Task objective
Locate every line in the items below that contains the word "instance", treating uppercase and lowercase as different, and copy each of those lines.

Material provided

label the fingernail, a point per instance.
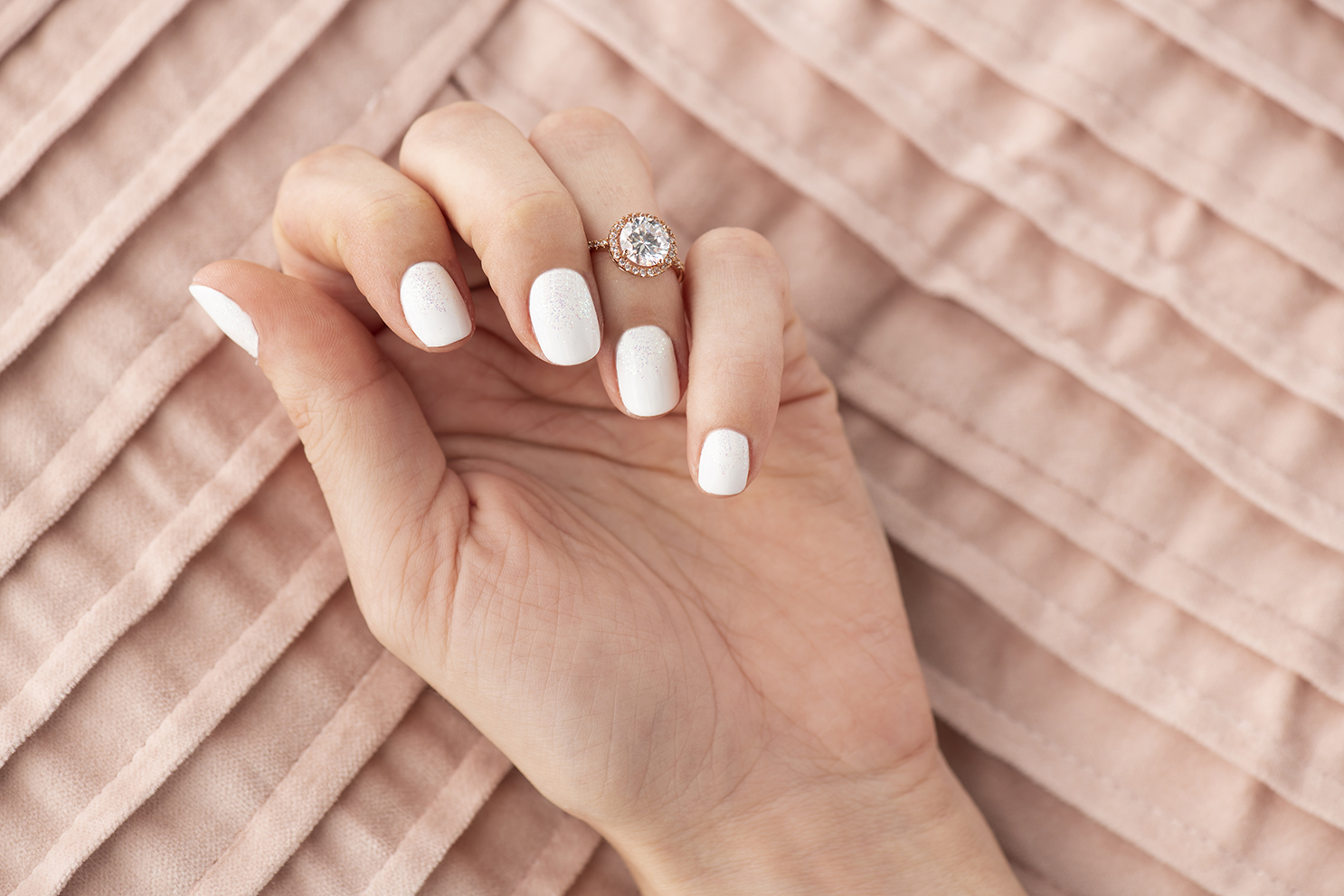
(646, 371)
(433, 306)
(227, 316)
(724, 461)
(563, 317)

Task solution
label the fingernail, a point per instance.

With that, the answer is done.